---- MATERIAL FOR THIS EXERCISE
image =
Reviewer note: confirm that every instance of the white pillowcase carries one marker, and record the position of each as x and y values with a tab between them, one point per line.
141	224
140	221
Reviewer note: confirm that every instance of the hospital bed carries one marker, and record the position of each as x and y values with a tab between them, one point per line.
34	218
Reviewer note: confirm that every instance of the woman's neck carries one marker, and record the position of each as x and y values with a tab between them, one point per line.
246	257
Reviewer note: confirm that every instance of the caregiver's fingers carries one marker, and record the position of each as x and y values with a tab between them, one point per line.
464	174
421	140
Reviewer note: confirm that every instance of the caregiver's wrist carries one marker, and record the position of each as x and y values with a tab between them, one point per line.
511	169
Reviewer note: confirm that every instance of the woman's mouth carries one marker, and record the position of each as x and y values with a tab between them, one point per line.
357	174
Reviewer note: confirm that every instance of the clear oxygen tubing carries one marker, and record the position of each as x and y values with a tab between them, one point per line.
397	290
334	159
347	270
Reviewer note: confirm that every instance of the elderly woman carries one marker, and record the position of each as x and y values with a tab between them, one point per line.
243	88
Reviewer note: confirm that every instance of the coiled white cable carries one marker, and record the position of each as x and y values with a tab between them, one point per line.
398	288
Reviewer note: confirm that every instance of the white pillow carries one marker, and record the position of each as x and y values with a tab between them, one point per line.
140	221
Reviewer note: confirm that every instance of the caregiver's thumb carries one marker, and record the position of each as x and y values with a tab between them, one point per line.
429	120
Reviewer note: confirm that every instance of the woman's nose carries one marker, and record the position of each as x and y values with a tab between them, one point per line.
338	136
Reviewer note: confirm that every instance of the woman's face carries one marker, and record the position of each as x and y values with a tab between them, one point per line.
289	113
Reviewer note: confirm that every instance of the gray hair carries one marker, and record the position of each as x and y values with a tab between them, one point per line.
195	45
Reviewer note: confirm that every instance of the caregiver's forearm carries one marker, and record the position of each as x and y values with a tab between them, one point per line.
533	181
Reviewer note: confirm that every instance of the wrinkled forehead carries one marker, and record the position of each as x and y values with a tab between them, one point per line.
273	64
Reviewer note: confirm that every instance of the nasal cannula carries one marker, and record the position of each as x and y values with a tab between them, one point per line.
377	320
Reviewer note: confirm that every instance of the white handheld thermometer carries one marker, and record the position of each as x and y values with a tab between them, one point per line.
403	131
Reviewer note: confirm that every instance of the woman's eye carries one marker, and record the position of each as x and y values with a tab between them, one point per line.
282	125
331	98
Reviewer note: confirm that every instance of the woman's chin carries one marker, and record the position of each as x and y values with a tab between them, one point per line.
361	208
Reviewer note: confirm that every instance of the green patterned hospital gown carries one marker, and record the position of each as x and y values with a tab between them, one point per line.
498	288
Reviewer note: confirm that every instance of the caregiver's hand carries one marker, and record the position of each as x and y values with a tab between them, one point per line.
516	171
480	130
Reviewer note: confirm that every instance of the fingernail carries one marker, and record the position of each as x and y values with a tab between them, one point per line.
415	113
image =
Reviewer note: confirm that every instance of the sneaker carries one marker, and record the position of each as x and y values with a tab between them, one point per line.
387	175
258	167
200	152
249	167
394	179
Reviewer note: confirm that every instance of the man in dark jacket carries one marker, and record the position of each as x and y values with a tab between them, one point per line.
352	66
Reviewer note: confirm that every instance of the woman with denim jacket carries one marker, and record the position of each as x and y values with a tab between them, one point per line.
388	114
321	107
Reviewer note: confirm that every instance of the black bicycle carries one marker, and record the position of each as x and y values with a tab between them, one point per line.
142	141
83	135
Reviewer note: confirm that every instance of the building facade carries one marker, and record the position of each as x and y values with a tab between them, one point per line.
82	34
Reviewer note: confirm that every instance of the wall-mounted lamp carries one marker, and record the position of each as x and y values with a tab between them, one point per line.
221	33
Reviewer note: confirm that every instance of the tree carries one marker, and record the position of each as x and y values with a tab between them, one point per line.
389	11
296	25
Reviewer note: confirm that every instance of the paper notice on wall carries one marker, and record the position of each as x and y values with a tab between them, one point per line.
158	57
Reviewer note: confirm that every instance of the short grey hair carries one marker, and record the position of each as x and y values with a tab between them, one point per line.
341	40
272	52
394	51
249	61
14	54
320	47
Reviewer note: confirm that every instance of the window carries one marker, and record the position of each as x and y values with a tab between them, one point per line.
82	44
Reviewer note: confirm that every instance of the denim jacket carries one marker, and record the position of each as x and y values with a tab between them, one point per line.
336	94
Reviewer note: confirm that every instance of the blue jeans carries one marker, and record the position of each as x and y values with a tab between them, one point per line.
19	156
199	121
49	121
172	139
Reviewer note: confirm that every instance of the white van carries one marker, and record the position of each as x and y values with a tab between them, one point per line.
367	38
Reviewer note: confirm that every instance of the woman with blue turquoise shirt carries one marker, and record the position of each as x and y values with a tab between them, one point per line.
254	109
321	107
--------
PROBLEM DETAILS>
Each record above, from first to last, should be written out again exactly.

RESULT FOR THIS TASK>
image =
Reviewer note: confirm that every instance of the white pillowcase carries one marker, and record the position of each as x and y values with a tab between them, one point per line.
141	224
140	221
Reviewer note: confirm that every instance of the hospital bed carries one marker, and record the position of each as x and y values with a tab between them, one point per line.
34	218
Reviewer note: confirm that every instance of the woman's neck carries one marker, and record the position of each as x and y values with a tab between them, one point per line.
246	257
Reviewer note: confirm that every instance of the caregiver's fingers carries one marker, and record the position of each as x and y values with a tab between them, one point per line.
464	174
421	140
Reviewer note: confirm that every instance of the caregiver's wrist carries one marker, and record the position of each as x and y values with a tab between them, one point per line.
511	169
Reviewer note: confirm that every instance of the woman's mouth carries one marker, and record the position of each as x and y values with a tab between them, one point per line.
357	174
Reviewer note: confirm that every instance of the clear oxygen tubing carries one marker, and record the position of each as x and y values with a tab between them, one point per line.
397	290
334	159
347	270
Reviewer note: confirm that every instance of the elderly woman carries one marker, and record the position of each as x and y values with a tab between them, one point per line.
243	88
Reviewer note: confirm that every instance of the coiled white cable carries one marker, and record the position of each as x and y values with a tab between them, one point per line.
398	288
Reviewer note: confirm that every instance of the white pillow carries one marker, and record the position of each as x and y values with a tab between them, one point per line.
140	221
Reviewer note: confirm that every instance of the caregiver's thumb carries one marker, and record the position of each as x and y values with a tab between them, one point per line.
429	120
Reviewer note: confirm that every instance of the woman's nose carries one marker, and record the position of each as x and y values with a tab between them, one point per line.
338	136
Reviewer note: confirm that every instance of the woman's face carries one marker, and record the position of each as x and y values with a tab between them, one point per line.
289	113
Reviewer note: confirm that every instance of the gray hair carries one marker, and record the position of each as x and y values with a tab between them, one point per line.
195	45
Reviewer note: confirm that every instance of the caregiver's forearm carries one marker, and record the position of each as x and y values with a tab between them, one point per line.
533	181
Reviewer note: confirm that every instance of the wrinkled forehead carries one marker, and record the position of each as x and y values with a tab between them, one point per line.
273	64
Reviewer note: confirm that every instance of the nasal cannula carries one marker, and record the position of each as x and y values with a tab between them, one point per line.
377	320
Reviewer note: confirm that every instance of the white handheld thermometer carries one marker, and record the position of each as x and y values with a tab between them, one point per line.
403	131
Reviewer note: confirm that every instance of the woman's eye carries one marker, and record the position of each as x and y values with a tab between them, one point per line.
282	125
331	98
Reviewer note: confirm that every instance of the woman's chin carries one marker, and record the position of each as x and y values with a tab between them, one point per line.
361	208
Reviewer note: confirm that every instance of the green patterned hospital gown carries one marker, and record the position of each as x and y values with a tab between them, one point per line.
498	288
Reviewer note: confirm that every instance of the caregiver's hand carries one marker, and record the position of each as x and y values with a tab between them, one point per line.
516	171
480	130
Reviewer note: confirm that every instance of the fingernail carries one marker, and record the position of each as x and y values with a tab between them, one point per line.
415	113
image =
Reviewer note: confirm that every instance of the sneaker carries one marker, and record the position of each as x and y values with a tab between them, one point per line.
387	175
258	167
200	152
249	167
394	179
Reviewer note: confirm that every instance of the man in dark jacket carries one marker, and record the position of each as x and y values with a tab between them, one point per line.
352	66
Reviewer note: confirm that every instance of the woman with denim jacket carries one marker, and record the position of each as x and y values with a tab between them, one point per line.
388	114
321	107
Reviewer note: confirm that every instance of the black bicycle carries one marker, and record the position of each as x and y values with a tab between them, one point per line.
142	141
83	135
Reviewer note: confirm that every instance of the building facade carries one marker, and record the position of each as x and y values with a tab between them, one point per line.
82	34
Reviewer note: confirm that every instance of the wall-mounted lamp carries one marker, and record the position of each as x and y values with a tab between them, one point per line.
221	33
Reviewer note: confirm that every instance of the tree carries one marker, and record the position of each as x and y values with a tab between them, one point per line.
389	11
296	25
Reviewer note: confirm that every instance of the paper notice on wall carries one marker, and record the position of each as x and y values with a tab between them, one point per line.
158	57
Reviewer note: confirm that every instance of the short grey hair carries one marker, and record the position of each as x and y values with a tab between them, one point per line.
341	40
272	52
394	51
249	61
14	54
320	47
Reviewer note: confirm that every instance of the window carries one marker, and record the position of each as x and y values with a tab between them, one point per line.
82	44
Reviewer note: confirm that every instance of the denim jacket carries one marker, and record the position of each as x and y values with a tab between them, one point per line.
336	94
Reviewer note: confirm that every instance of the blue jeans carries one marker, and record the position of each as x and y values with a tab between them, one point per line.
19	156
199	121
49	121
172	139
Reviewer note: confirm that every instance of the white van carries one marker, and record the position of each as x and y values with a tab between them, one point per line.
367	38
Reviewer note: confirm that every instance of the woman with blue turquoise shirt carries one marker, and record the position of each as x and y values with a tab between them, one point per line.
254	109
321	107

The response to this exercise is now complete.